--- start Source passage ---
A 48 MWe tidal power station near Derby, Western Australia will potentially supply power to Derby, Broome and a lead and zinc mine at Pillara in the remote Kimberley Region. Power for most of the settlements in the area is currently provided by relatively expensive diesel engine/generator units. Apart from reducing pollutants, the tidal power option will provide long-term savings and ensure less reliance on imported diesel.

The plant will be built between two "arms" of a creek. To keep capital costs down, the turbine will be placed in a channel cut between a high basin in one arm of the creek, and a low basin in the other. The plant has been designed to provide continuous power, rather than maximise the amount of electricity at an ideal phase of the tide. The tidal range at Derby is about 10 m ­ one of the highest in Australia.

Waste briquettes

Landfill waste in Canberra will provide the material for two briquetting plants. One plant will provide clean-burning fuel for a cogeneration facility producing up to 300 kWe of energy for sale to customers in the Australian Capital Territory; the other will be used to produce a high-quality fuel for domestic uses, such as space heating and barbecues.
--- end Source passage ---
--- start Dataset extract ---
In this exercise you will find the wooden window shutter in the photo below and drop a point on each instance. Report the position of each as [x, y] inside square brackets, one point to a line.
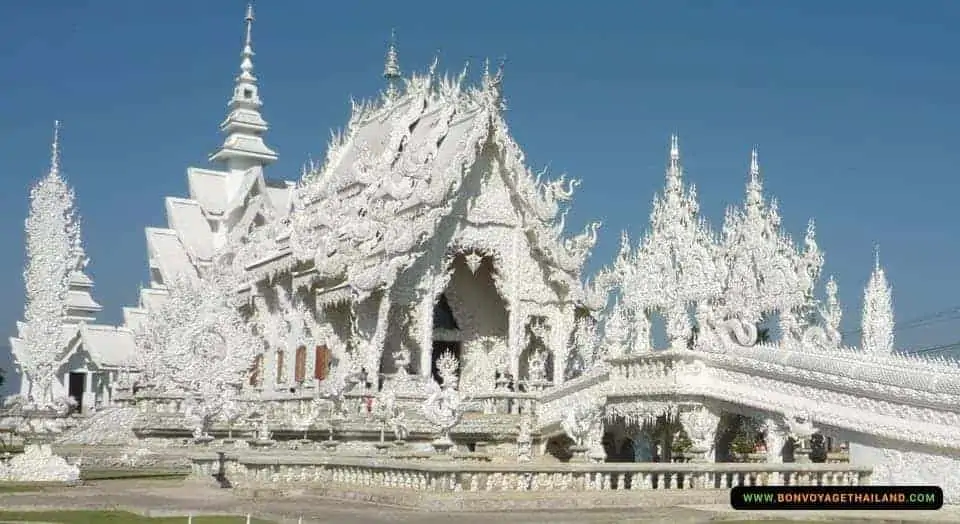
[256, 371]
[280, 376]
[300, 369]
--- end Dataset extract ---
### What to work on
In the passage about energy projects above, which benefits of the tidal power option does the sentence beginning "Apart from reducing pollutants" name?

### Full response
- Reducing pollutants
- Long-term savings
- Less reliance on imported diesel